Passage for review:
A centre to undertake the largest study into the genetic and environmental causes of disease has opened its doors in Manchester.
The project will generate a huge amount of data
The Biobank will take DNA samples from people aged 40 to 69 and track their health over a number of years.
Scientists hope about a quarter of the UK's population will take part in the scheme and the centre is equipped to enrol more than 100 visitors a day.
Data will be used to research into heart disease, diabetes and cancer.
The centre is based at the Manchester Technopark and will be expanding to other areas across the UK.
Spokesman Andrew Trehearne said only 10 people were expected through the doors on the first day of opening but staff would be looking to see about 110 a day once the project was fully up and running.
He added: "Over the coming months and years, a quarter of all the British population will receive a letter asking them to get involved.
"This research will be of great significance for future generations. It relies on people's altruistic nature."

Task goal: Resume the news report on the new Biobank centre in Manchester, continuing it from its last sentence.

Data records:
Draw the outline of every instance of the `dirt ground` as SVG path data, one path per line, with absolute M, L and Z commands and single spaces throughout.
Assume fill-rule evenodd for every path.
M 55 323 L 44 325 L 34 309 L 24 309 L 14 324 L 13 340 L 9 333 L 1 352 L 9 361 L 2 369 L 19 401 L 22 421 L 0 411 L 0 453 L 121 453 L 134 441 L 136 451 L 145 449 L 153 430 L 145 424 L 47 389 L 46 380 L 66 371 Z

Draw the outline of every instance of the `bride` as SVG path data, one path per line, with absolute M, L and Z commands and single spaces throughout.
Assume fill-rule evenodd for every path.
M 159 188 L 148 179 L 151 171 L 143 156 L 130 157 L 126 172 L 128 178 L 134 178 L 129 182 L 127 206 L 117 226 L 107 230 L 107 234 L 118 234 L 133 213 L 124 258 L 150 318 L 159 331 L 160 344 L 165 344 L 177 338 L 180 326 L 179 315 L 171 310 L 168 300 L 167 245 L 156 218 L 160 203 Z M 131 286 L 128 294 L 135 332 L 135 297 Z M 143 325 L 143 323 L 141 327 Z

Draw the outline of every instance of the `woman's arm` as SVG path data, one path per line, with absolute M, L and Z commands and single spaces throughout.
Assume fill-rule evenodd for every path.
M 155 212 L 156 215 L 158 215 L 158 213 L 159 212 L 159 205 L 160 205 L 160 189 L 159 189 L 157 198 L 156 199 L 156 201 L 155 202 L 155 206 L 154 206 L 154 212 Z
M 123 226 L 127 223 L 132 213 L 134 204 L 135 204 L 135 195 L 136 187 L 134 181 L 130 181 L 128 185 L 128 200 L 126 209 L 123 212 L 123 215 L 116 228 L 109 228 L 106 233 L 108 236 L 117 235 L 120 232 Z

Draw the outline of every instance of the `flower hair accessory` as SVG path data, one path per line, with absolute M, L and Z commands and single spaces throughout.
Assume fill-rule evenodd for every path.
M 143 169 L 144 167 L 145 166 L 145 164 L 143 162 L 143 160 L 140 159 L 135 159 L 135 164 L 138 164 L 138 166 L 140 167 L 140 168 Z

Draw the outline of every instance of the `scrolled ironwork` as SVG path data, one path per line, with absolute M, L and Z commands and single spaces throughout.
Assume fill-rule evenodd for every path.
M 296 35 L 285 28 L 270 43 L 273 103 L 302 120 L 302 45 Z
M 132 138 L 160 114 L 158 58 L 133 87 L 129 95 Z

Answer area:
The Biobank centre is based at Turing House on Princess Road in Hulme and will track lifestyle factors, such as diet and exercise, as well as medical conditions of those who agree to take part.
The project will ask people to give their consent for information from hospital, doctor and dental records to be passed on to Biobank.
Mr Trehearne confirmed the project had "considered at great length" the issue of patient confidentiality and Biobank had met all the requirements of the data protection act.
The Biobank project has the support of the Medical Research Council, Scottish Executive, Department of Health, Wellcome Trust and North West Development Agency.